» Task brief
An exact reproduction of the records is required. Images must be left out.

» Exercise data
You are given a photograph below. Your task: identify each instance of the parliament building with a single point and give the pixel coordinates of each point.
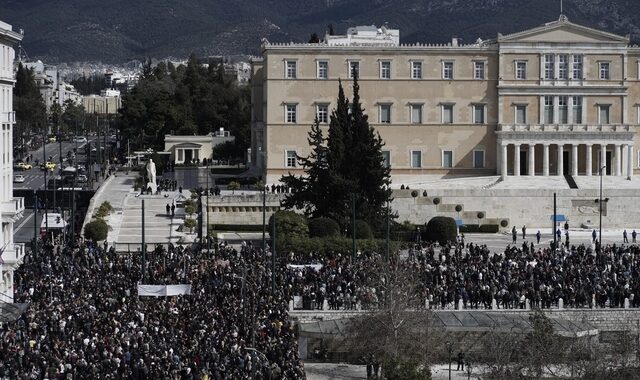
(558, 99)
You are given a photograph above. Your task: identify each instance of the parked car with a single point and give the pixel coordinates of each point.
(24, 166)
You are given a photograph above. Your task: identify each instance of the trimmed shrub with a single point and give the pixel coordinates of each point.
(489, 228)
(441, 229)
(322, 227)
(96, 230)
(290, 225)
(363, 230)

» Answer section
You are given a photograph below. Your task: identify each instance of the parliament building with a single point and give the pixel coordinates of each point.
(558, 99)
You are given a photograph above. Your task: identify each instance of the parked car with a single point and give the pixel coordinates of each point.
(24, 166)
You are given a photograph above. Your task: identify each instance of the trimmed shrub with a single point and give the pixel coordinates of each point.
(489, 228)
(441, 229)
(322, 227)
(96, 230)
(290, 225)
(363, 230)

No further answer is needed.